PROBLEM
How many lines in the material below contain the string "bark"? Case matters. Reply with the number alone.

Position annotation records
---*---

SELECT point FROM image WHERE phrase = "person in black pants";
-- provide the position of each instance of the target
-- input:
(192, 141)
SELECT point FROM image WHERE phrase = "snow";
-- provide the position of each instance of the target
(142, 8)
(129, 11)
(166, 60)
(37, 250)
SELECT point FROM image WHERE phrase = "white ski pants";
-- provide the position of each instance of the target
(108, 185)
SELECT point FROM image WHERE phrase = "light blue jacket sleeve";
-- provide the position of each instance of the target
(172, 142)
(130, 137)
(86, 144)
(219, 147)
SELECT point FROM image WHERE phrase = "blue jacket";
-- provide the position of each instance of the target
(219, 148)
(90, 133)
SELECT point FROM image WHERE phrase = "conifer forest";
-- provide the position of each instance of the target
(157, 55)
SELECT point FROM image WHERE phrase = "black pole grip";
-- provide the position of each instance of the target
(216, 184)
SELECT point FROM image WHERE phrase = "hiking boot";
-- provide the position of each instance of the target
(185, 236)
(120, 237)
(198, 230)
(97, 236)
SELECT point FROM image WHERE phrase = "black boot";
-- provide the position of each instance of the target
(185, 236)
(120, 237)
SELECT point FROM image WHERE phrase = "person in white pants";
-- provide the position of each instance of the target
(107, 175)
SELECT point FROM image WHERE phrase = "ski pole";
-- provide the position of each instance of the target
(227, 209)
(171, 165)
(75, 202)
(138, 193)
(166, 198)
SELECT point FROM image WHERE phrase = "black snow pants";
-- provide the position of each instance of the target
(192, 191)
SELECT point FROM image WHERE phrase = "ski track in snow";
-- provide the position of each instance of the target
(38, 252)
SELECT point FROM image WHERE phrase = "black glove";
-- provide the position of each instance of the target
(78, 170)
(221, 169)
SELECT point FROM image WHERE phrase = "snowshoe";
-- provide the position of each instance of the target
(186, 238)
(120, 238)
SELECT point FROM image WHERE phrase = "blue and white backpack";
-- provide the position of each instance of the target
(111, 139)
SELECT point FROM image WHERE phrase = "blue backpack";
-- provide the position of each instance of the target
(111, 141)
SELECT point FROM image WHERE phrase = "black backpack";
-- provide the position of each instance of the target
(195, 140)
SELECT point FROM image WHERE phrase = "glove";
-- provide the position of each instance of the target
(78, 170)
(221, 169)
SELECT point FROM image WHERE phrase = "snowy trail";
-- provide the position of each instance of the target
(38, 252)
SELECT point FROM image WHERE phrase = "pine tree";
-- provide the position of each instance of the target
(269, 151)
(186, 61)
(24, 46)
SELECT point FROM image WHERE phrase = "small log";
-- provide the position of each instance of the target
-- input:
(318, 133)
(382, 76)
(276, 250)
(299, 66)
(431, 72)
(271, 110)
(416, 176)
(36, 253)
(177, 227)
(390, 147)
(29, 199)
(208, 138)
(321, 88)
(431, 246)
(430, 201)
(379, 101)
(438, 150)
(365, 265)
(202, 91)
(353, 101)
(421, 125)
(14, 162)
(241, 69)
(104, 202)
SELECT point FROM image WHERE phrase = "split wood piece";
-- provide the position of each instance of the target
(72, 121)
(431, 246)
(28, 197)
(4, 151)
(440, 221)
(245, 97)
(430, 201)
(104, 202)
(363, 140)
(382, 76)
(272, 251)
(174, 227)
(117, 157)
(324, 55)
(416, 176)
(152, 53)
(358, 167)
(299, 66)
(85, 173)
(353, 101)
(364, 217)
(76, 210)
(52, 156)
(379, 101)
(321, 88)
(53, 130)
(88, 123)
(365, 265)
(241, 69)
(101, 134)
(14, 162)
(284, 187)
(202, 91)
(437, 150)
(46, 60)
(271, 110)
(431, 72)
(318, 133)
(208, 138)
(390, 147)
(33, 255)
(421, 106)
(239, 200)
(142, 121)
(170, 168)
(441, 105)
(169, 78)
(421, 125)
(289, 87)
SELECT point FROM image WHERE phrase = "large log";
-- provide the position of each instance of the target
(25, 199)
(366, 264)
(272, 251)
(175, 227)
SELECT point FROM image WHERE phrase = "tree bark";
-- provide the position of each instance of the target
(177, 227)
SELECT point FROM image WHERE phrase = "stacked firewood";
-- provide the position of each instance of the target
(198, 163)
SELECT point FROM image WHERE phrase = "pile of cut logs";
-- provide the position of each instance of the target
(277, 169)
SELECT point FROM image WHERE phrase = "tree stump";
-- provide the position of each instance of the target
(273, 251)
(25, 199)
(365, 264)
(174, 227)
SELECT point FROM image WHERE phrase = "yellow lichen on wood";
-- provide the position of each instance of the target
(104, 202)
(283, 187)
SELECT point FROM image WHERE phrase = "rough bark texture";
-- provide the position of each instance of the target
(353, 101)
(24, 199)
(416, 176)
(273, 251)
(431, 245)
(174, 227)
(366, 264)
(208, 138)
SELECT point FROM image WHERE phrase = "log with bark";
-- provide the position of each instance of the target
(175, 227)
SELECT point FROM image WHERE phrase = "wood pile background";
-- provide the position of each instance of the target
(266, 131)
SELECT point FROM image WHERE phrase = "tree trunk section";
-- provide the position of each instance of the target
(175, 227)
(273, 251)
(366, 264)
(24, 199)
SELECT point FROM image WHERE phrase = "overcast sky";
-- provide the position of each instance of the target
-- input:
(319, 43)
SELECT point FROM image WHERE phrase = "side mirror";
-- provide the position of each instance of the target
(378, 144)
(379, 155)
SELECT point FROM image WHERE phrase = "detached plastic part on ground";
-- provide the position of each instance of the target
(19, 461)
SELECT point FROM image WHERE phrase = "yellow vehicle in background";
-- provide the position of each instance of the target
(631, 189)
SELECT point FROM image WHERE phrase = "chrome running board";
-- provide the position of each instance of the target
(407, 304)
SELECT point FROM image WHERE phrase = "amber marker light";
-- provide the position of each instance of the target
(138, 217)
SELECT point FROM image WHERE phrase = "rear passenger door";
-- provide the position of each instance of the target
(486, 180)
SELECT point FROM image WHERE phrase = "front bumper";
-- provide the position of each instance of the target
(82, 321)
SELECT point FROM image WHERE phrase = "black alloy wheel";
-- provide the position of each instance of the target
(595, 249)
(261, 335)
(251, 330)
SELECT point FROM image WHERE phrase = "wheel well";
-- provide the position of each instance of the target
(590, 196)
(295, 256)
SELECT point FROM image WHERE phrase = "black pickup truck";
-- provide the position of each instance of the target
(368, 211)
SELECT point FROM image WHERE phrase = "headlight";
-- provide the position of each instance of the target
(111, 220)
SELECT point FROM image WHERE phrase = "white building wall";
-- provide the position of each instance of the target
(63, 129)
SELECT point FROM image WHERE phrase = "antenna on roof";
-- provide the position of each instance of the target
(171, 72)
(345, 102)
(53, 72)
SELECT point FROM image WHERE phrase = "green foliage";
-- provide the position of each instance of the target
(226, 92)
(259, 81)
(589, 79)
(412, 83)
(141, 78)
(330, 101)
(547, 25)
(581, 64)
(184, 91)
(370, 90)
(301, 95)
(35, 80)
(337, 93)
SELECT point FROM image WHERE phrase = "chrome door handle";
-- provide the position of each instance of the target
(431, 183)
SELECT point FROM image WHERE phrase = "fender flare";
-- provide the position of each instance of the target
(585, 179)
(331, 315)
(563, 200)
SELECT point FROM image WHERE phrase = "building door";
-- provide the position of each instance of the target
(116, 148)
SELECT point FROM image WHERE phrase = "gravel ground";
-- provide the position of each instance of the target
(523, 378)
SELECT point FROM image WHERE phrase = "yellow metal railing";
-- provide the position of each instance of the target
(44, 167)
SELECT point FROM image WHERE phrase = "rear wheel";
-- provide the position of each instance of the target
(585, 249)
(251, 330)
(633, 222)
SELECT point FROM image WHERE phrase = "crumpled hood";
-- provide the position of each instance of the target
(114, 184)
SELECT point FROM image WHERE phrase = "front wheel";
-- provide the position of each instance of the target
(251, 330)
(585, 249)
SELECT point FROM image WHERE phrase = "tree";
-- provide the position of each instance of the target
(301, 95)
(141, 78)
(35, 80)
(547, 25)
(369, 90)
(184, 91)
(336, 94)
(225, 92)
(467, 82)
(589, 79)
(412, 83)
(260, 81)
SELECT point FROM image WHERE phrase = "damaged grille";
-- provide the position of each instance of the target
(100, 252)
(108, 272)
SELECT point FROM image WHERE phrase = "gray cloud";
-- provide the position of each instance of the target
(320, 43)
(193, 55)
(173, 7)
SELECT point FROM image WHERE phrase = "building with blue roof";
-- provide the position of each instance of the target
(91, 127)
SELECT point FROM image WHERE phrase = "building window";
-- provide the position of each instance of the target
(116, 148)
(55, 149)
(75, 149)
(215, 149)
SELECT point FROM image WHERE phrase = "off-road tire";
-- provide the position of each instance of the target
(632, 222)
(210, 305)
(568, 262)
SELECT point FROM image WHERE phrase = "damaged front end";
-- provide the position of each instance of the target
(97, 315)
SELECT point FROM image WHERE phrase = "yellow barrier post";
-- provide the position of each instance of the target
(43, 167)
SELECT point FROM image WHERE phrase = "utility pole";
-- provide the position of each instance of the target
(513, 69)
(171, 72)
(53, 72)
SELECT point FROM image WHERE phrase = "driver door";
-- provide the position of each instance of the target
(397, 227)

---*---

CORRECT ANSWER
3